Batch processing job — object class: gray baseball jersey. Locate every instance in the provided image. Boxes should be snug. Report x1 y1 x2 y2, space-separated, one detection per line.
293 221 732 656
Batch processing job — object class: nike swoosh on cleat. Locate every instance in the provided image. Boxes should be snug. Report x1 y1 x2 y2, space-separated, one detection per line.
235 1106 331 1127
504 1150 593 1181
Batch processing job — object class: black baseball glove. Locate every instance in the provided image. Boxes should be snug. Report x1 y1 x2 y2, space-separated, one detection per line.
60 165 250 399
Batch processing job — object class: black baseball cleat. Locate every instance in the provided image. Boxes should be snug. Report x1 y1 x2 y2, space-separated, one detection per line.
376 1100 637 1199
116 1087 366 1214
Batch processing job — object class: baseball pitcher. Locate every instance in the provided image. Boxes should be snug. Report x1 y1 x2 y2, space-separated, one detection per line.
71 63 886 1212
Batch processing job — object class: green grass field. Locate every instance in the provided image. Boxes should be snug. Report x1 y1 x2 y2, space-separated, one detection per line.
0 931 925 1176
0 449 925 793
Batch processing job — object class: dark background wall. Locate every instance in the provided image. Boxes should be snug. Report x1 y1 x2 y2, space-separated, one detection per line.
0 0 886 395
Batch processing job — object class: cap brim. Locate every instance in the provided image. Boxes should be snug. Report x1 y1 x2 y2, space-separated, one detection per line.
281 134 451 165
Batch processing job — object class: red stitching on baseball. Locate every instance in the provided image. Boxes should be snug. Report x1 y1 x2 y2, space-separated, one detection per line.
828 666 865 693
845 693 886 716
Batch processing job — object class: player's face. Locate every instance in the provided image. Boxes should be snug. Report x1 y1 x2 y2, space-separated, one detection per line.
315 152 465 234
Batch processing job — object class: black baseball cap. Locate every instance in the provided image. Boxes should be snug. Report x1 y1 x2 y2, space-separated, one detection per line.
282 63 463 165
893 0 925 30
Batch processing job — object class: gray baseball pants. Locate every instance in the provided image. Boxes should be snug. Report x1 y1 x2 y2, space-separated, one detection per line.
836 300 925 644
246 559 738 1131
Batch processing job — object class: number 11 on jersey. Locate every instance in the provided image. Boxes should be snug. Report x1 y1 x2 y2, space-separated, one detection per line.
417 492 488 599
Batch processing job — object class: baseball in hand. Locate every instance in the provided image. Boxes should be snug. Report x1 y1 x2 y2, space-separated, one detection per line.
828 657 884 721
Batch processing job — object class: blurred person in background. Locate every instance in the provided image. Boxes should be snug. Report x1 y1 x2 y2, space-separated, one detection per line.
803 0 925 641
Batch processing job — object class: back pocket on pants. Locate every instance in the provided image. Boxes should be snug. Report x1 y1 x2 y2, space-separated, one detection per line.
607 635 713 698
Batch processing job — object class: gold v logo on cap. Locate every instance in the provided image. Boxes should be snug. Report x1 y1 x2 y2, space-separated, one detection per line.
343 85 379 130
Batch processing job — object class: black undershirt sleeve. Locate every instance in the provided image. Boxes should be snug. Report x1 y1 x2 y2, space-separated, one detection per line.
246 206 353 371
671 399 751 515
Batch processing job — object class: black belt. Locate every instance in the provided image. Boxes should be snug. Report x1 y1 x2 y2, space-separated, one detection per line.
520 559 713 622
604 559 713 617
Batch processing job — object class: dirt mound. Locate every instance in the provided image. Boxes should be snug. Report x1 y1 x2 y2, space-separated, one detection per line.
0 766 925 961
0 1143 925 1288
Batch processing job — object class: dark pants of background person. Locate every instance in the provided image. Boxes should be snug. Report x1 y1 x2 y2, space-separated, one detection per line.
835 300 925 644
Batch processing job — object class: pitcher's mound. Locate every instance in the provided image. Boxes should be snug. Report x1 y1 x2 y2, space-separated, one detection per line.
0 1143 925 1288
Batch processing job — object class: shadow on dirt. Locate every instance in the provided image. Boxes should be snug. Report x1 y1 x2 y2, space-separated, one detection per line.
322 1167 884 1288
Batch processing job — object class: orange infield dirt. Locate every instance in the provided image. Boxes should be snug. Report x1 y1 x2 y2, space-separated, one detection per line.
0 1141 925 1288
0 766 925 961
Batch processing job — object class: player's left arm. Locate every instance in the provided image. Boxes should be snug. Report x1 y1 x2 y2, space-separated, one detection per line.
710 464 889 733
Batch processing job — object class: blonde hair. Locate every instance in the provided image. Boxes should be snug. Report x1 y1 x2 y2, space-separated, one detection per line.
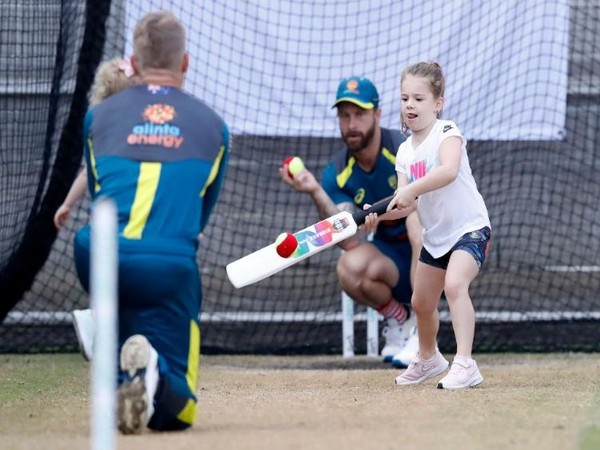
90 58 139 106
133 11 186 73
400 61 446 133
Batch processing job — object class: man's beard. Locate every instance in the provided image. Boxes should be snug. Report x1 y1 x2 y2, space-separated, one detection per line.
342 124 375 153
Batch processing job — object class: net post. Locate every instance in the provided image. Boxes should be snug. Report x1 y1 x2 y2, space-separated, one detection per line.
367 307 379 358
342 291 354 358
90 199 118 450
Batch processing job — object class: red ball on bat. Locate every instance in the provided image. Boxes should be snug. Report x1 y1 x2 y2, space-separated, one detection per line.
275 233 298 258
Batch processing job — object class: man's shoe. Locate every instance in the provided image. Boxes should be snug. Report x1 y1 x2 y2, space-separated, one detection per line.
438 356 483 389
71 309 95 361
117 334 159 434
396 350 448 385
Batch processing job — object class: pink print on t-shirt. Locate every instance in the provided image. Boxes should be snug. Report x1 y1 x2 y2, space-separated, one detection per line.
410 161 427 180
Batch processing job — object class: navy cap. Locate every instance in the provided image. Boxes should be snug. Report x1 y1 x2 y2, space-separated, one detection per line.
333 77 379 109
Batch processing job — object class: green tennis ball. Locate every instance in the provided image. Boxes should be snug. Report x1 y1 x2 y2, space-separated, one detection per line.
288 156 304 178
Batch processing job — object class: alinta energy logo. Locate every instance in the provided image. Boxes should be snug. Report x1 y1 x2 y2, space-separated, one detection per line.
127 103 183 148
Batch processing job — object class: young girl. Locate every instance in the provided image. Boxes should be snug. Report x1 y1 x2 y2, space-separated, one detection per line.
54 58 138 229
367 62 490 389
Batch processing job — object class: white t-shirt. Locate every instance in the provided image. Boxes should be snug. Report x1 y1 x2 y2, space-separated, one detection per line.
396 119 490 258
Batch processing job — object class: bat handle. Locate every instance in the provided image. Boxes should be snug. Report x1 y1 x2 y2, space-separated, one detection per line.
352 195 394 225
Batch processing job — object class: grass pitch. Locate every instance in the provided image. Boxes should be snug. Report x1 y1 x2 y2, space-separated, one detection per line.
0 354 600 450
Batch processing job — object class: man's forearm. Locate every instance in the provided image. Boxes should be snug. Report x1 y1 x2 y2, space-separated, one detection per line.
311 188 352 219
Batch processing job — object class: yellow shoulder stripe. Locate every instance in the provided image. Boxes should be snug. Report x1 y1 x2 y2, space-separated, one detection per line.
88 137 100 192
123 162 162 239
381 147 396 166
200 145 225 197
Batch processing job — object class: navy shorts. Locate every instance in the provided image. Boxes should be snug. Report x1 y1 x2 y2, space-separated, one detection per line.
419 227 492 270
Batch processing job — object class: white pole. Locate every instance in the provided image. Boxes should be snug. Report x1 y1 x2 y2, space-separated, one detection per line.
90 199 118 450
342 291 354 358
367 307 379 357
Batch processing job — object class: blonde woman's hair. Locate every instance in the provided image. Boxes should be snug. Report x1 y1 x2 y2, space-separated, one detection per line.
90 58 139 106
133 11 186 74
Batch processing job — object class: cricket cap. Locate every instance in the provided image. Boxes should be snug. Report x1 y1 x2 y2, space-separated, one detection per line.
332 77 379 109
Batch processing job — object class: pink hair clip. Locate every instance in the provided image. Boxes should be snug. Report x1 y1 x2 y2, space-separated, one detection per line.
117 58 135 78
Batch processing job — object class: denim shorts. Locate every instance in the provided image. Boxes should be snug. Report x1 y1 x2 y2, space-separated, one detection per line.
419 227 492 270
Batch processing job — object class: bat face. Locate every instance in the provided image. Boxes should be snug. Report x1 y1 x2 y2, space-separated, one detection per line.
286 216 356 259
226 211 358 288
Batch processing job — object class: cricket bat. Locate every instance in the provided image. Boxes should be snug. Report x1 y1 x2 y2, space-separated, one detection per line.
226 197 393 289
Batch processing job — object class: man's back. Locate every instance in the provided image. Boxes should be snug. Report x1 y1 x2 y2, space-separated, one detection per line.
85 85 229 253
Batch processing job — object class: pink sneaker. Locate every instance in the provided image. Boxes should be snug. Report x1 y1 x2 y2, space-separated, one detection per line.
396 350 448 384
438 356 483 389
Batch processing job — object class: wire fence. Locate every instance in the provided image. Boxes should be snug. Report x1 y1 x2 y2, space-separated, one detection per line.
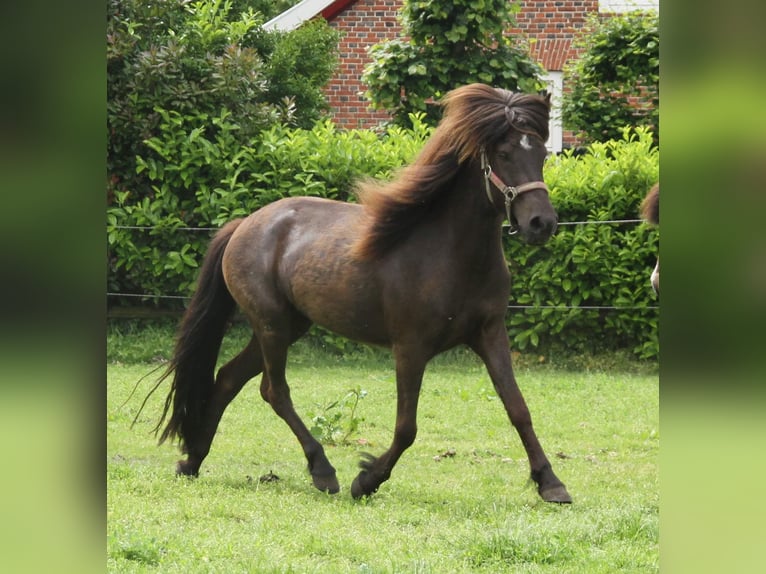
106 219 659 311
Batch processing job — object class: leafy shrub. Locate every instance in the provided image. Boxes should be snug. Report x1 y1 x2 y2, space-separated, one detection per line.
107 110 438 305
107 0 339 204
561 12 660 142
362 0 543 125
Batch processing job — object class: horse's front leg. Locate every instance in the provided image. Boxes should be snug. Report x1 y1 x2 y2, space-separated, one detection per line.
471 318 572 503
351 347 427 498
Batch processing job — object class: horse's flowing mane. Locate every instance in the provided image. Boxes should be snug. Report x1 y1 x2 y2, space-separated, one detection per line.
354 84 550 259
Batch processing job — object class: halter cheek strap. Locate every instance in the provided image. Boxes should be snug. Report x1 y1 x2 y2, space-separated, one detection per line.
481 150 549 235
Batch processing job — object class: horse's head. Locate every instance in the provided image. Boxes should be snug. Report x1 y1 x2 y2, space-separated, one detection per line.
437 84 558 244
481 124 558 245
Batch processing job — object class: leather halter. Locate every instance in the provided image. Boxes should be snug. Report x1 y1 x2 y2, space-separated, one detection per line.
481 149 549 235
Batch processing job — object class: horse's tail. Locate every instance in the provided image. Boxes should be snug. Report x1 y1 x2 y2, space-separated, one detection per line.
154 219 243 452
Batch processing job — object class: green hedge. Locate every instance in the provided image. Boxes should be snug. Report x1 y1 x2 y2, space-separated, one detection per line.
506 129 659 359
107 121 658 358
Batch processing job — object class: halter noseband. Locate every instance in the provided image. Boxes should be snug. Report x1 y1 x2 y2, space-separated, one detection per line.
481 149 549 235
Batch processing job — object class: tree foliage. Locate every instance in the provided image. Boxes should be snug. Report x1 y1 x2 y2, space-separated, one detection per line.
561 12 660 143
107 0 338 202
362 0 543 125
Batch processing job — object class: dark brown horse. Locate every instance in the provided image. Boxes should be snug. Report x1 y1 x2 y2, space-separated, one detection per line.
641 183 660 295
150 84 571 502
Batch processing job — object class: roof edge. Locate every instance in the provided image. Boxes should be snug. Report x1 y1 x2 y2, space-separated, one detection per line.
263 0 356 32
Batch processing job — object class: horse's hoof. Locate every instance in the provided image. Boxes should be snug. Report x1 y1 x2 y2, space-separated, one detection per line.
351 473 378 500
351 476 367 499
540 484 572 504
311 474 340 494
176 460 199 476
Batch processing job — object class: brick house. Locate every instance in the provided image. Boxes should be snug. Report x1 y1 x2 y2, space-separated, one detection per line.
265 0 659 151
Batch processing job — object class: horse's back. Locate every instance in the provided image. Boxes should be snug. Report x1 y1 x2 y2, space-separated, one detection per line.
223 197 387 344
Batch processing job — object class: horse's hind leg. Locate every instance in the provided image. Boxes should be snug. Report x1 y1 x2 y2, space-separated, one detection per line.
259 329 340 494
176 337 263 476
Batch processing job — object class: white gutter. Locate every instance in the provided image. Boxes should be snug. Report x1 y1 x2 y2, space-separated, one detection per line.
263 0 335 32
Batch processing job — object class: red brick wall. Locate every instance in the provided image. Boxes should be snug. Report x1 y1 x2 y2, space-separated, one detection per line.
325 0 402 129
508 0 598 71
325 0 598 132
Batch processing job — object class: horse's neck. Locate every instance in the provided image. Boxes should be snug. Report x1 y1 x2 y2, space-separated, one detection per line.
434 167 510 264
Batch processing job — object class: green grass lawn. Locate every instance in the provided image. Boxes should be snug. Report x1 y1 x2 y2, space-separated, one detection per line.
107 328 659 574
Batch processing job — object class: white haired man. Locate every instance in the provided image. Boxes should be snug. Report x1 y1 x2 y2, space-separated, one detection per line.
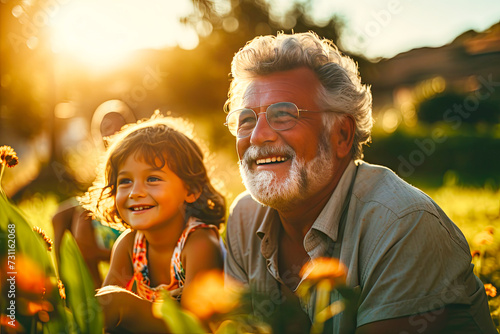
225 33 496 333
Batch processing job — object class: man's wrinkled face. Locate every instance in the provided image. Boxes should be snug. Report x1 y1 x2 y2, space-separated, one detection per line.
237 68 334 210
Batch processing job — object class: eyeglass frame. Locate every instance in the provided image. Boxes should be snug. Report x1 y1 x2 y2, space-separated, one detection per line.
224 102 325 139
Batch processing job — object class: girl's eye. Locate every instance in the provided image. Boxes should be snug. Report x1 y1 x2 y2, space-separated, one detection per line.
118 178 132 185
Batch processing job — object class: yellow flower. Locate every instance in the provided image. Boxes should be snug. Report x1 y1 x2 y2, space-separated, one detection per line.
0 145 19 167
182 270 239 320
470 250 481 258
484 283 497 297
474 230 494 246
300 257 347 287
33 226 54 251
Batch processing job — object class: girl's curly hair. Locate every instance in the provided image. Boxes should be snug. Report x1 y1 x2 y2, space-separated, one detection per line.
80 113 226 229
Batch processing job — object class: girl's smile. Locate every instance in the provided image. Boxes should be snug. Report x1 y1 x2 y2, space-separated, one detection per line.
116 154 196 230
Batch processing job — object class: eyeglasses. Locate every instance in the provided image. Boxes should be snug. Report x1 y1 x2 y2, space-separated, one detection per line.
224 102 321 138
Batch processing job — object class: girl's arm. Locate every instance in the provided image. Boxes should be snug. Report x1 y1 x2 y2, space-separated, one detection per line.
97 230 167 333
181 228 224 306
97 286 168 333
102 230 135 288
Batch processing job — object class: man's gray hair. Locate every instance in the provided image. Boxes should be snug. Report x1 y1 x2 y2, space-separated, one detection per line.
225 32 373 159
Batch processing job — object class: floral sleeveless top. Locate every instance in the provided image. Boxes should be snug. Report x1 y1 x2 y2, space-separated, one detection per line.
125 217 218 301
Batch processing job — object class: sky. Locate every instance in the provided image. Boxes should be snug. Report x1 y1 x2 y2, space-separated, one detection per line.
306 0 500 59
47 0 500 64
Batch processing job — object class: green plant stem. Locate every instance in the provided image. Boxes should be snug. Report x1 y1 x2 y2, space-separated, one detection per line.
310 279 332 334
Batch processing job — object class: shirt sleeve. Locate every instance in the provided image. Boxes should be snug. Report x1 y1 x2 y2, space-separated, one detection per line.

┄┄┄┄┄┄┄┄┄┄

* The problem: Reproduce the lines from the one with "Batch processing job — object class: pink sneaker." up to and including the one with "481 124 558 245", replacing "snug" with "tight" and leaving everything else unchanged. Omit the pictures from your answer.

* Correct result:
Batch processing job — object class: pink sneaker. Locate every instance in the provided image. Boxes should be tight. Report x1 y1 x2 y2, space-separated, one detection per line.
396 350 448 384
438 356 483 389
Batch processing job — object class: wire fence. Locate every instance in the provided image. Boxes should be tight. Report x1 y1 x2 y2, space-separated, one detection per line.
106 219 659 311
Batch processing job — object class: leafy shrub. Locate every instance in the provided image. Boxes should be tight. Report x1 y1 x2 y2, space-separated, one detection per line.
107 110 438 305
107 0 339 204
561 12 660 142
362 0 543 125
Batch processing job — object class: horse's front leg. Locate every instance in the provided image. Boxes should be tight. Report x1 y1 x2 y2, space-separated, one detection per line.
471 318 572 503
351 347 427 498
Batch processing job — object class: horse's flowing mane. Locate every instance in the provided image. Boxes should be tight. Report x1 y1 x2 y2, space-separated, one detection per line.
354 84 550 259
Batch processing job — object class: halter cheek strap. Locate every instance in the provided image. Boxes should be tight. Report x1 y1 x2 y2, space-separated, one detection per line.
481 150 549 235
Batch processing job — object class: horse's head. Locate every instance in the provided image. Boxes should be tight. Report x1 y1 x2 y2, space-separated, one detection per line.
437 84 558 244
481 124 558 245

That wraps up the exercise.